◆ **Your goal**
In the article on Indiana football draft prospects, why does the writer expect Nate Sudfeld's draft stock to rise in 2014? Answer in one to three sentences.

◆ **Document section**
The Indiana Hoosiers aren’t necessarily known for pumping out pro prospects (in football anyway), but this is common knowledge. In fact, only two players have been selected in the past three NFL Drafts, both of whom (Cody Latimer and Ted Bolser) were taken this past May. Still, HC Kevin Wilson has done a good job building the talent level in Bloomington these past few years, and those touted recruits are starting to make an impact on the field. There’ll be some intriguing 2015 NFL Draft prospects on the field for Indiana this fall, especially in the junior class.
It all starts with junior QB Nate Sudfeld, a big 6-foot 5, 230-pound pocket passer with a good arm. As a true sophomore last year, Sudfeld threw for 2,523 yards (60% completion) with a 21/9 TD to INT ratio while splitting time with Tre Roberson (who’s since transferred). Sudfeld has plus arm strength and decent (if inconsistent) accuracy, particularly on intermediate and deep routes. He’s not a rushing threat by any means but has good feet in the pocket and enough mobility to elude the pass rush. One thing I’ve noticed on his film is that he often times stares down his receiver, which you simply can’t do at the next level. Still, he has an NFL skill set and considering he won’t be sharing snaps anymore, I expect his stock to rise with a big 2014 season.
Junior Tevin Coleman looks to be one of the better tailbacks in the B1G this fall after a very impressive sophomore campaign that saw him average more than 7 yards per carry on 131 attempts (good for 958 yards) and 12 TD’s before missing the last three games with an ankle injury. Coleman has decent size at 6-foot 1, 210-pounds, but could carry more weight to help his inside power and overall durability. His speed isn’t electrifying but he’s a long strider with good acceleration and vision. I also like his hands out of the backfield, and expect him to get more action in the passing game this fall.
The Hoosiers may have lost their top two receiving options from ’13, but they do return senior WR Shane Wynn, an explosive playmaker with track speed. Wynn doesn’t have the size you look for at 5-foot 7, 170-pounds, but there’s no denying his ability to find the end zone, as evidenced by his team-leading 11 receiving TD’s in ’13. He’s a shifty player who uses his lack of size in ways similar to Darren Sproles (5-foot 6) and Dri Archer (5-foot 8). Wynn could find a home playing in the slot at the next level, and will likely help out in the return game as well.

◆ **Supplied information**

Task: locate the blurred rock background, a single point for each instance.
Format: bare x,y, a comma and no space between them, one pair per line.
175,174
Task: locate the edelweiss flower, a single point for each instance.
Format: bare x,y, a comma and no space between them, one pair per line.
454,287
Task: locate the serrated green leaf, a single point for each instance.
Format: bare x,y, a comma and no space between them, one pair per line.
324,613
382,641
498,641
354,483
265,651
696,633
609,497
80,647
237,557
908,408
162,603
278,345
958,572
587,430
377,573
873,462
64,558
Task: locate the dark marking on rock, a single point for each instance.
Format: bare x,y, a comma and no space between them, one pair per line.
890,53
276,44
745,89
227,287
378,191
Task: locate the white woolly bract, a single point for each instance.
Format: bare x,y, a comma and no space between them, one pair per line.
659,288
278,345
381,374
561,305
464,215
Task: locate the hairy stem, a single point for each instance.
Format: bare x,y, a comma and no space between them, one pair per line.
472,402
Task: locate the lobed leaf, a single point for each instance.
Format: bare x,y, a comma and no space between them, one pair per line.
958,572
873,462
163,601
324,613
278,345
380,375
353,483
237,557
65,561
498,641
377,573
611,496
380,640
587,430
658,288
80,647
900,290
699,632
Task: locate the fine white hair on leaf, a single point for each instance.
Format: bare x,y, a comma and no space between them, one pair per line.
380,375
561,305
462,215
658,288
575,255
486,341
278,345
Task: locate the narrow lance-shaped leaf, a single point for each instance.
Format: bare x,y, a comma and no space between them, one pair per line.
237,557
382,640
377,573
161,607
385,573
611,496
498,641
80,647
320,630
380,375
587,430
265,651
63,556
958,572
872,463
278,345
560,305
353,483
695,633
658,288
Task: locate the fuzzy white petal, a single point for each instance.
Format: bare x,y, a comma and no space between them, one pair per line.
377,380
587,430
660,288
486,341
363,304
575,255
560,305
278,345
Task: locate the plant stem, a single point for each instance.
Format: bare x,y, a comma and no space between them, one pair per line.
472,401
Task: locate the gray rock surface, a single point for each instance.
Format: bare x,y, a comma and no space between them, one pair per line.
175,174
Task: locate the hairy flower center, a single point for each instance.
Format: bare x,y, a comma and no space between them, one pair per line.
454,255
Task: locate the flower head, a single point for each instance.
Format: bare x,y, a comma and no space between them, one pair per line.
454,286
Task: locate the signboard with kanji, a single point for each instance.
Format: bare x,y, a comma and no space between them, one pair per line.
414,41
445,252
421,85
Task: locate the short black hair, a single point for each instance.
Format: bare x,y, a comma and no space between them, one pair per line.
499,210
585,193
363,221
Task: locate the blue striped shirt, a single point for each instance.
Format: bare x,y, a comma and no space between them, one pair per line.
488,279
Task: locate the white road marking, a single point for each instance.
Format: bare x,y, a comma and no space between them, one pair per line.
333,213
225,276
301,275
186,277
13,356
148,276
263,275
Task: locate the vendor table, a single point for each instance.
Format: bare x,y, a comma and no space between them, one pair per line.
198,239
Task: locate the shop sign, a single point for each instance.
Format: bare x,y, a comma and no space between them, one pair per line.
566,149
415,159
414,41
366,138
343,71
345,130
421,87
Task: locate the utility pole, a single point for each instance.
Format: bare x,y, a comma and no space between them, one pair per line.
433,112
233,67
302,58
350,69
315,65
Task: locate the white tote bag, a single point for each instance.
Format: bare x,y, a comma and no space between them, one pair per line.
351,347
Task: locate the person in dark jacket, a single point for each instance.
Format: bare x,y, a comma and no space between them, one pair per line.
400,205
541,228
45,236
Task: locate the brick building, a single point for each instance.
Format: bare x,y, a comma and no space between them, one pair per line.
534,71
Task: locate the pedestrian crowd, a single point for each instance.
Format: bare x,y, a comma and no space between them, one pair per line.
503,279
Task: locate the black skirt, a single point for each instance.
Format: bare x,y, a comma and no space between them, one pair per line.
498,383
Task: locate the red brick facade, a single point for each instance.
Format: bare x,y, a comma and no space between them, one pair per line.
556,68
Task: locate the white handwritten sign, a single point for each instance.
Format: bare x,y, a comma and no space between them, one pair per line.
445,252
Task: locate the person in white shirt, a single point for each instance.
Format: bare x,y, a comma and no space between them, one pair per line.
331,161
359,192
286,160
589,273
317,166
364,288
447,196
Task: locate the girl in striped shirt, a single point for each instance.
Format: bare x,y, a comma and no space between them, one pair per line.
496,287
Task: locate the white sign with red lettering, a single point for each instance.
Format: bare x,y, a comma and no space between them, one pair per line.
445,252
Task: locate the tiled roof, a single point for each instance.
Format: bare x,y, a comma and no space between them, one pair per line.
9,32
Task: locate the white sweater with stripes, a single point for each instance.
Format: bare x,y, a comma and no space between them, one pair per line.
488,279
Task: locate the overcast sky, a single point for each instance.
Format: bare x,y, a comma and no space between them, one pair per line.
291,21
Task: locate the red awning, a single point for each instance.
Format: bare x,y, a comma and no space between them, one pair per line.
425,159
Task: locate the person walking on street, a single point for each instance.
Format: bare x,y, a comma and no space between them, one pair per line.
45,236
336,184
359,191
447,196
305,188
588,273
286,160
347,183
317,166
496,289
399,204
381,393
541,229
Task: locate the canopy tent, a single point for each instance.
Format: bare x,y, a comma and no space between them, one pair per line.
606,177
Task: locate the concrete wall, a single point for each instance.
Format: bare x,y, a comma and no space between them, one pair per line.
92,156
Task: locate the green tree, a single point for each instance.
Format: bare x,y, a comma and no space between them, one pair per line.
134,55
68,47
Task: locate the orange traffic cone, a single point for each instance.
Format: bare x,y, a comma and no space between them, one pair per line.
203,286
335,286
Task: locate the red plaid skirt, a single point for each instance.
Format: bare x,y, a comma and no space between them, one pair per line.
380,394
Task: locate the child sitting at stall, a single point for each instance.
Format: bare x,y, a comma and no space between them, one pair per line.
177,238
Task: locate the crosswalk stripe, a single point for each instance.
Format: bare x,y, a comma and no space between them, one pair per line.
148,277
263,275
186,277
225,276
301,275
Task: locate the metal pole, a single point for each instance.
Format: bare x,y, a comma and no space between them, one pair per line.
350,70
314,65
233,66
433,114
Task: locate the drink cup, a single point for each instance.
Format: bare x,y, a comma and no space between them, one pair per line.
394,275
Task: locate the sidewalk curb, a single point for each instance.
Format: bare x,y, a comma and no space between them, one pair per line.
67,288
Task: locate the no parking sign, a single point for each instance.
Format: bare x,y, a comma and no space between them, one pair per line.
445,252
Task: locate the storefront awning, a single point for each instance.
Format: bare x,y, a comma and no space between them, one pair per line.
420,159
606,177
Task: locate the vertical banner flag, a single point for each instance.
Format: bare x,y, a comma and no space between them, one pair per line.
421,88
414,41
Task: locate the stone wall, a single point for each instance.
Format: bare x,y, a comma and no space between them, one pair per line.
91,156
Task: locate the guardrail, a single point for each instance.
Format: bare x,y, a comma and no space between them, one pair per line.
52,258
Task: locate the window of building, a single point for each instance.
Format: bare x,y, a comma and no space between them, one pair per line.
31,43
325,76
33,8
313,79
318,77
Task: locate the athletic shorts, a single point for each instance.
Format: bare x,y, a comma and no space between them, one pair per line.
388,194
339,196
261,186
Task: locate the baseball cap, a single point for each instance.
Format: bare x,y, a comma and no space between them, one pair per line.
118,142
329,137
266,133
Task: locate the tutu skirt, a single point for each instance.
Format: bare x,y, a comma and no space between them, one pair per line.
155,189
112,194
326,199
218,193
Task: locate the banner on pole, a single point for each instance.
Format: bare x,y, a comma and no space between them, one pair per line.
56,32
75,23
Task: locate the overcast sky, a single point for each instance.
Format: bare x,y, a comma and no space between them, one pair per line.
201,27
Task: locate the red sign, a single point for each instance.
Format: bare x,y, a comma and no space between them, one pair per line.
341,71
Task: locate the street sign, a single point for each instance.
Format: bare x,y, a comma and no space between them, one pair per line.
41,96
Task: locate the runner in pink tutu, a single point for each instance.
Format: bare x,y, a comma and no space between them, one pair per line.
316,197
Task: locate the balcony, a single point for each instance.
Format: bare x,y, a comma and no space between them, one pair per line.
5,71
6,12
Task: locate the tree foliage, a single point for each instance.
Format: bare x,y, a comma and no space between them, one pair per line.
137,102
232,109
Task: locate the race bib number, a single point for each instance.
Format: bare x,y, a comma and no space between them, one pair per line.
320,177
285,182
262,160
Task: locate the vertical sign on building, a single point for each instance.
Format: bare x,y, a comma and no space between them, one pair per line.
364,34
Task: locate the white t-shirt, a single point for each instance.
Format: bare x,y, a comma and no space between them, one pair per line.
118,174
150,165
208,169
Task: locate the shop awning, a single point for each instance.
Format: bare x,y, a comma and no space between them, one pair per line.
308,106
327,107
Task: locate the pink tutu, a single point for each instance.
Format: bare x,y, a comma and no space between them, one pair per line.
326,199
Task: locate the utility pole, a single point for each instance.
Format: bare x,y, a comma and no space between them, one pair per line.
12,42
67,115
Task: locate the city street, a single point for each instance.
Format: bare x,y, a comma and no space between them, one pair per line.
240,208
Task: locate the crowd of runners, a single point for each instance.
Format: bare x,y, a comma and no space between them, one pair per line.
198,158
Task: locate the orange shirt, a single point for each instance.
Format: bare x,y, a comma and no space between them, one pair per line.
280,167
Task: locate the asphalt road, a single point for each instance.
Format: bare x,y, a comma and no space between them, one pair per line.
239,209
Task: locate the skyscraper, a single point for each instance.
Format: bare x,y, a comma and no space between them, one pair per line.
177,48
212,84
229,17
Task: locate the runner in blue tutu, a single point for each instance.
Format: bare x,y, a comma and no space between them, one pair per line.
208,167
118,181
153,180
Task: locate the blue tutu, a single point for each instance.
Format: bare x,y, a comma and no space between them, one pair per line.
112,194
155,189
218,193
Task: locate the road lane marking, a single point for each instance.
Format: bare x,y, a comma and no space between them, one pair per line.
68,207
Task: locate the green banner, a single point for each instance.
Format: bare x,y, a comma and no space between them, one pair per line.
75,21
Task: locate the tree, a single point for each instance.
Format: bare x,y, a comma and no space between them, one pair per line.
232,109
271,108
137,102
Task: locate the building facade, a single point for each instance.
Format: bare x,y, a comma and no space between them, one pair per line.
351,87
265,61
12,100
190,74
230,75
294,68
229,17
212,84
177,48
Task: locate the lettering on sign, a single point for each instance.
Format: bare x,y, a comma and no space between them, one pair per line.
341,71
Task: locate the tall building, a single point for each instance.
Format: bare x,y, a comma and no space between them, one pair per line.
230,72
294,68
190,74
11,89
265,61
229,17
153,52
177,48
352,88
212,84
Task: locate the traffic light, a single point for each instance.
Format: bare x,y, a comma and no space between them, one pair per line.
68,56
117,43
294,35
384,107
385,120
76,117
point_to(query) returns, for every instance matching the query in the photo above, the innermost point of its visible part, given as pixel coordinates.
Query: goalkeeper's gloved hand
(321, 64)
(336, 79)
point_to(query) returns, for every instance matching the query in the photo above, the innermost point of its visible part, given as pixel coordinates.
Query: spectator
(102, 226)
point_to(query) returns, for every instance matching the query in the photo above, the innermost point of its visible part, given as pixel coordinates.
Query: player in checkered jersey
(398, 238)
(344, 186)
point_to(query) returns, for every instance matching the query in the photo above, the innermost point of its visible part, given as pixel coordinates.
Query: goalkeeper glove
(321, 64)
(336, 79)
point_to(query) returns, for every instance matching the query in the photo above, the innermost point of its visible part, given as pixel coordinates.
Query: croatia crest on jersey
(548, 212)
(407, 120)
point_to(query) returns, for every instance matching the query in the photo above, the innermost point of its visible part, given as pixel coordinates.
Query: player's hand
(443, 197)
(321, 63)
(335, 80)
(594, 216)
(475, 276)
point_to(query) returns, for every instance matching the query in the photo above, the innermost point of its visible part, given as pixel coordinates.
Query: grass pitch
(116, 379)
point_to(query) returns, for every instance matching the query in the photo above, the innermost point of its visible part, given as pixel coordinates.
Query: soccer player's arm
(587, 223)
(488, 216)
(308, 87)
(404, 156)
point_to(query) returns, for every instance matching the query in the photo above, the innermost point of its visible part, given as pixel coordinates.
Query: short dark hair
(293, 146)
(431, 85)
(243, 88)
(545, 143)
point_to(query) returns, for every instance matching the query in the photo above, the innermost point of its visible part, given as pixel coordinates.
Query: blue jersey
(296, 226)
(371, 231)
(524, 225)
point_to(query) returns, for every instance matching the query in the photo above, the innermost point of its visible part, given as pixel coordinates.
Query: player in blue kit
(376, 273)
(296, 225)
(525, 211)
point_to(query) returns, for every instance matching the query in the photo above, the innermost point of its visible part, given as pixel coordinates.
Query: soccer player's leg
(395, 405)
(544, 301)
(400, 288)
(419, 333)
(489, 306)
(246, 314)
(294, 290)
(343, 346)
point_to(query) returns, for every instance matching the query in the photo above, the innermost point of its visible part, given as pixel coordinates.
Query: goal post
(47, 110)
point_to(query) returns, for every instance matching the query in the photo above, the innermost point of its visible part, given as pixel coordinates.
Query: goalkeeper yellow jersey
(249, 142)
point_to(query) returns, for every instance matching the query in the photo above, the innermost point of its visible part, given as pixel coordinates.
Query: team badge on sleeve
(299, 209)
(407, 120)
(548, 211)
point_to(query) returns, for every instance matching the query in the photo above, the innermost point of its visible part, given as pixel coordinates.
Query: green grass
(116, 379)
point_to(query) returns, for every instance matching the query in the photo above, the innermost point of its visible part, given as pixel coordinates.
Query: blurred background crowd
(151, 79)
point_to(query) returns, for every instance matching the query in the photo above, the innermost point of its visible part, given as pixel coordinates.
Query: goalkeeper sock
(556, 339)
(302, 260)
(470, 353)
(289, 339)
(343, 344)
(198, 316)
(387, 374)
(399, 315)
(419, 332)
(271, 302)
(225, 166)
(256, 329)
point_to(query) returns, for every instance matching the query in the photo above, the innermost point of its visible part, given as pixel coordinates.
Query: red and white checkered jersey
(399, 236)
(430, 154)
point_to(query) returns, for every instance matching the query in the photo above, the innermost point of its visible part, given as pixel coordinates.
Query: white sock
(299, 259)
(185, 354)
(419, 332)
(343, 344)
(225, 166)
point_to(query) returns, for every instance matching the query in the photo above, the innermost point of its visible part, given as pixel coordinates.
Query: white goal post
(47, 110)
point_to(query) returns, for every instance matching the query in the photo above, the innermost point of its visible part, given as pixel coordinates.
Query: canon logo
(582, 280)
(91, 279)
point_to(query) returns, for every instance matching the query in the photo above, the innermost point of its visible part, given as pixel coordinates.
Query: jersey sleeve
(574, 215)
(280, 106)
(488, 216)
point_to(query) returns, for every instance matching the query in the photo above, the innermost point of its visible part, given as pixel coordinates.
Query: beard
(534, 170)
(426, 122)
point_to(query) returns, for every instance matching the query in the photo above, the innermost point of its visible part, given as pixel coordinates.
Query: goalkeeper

◆ **The completed task**
The writer believes Sudfeld already has an NFL skill set. He also will no longer split snaps, because Tre Roberson, who shared time with him as a sophomore, has transferred. With the starting job to himself, the writer expects a big 2014 season to raise his stock.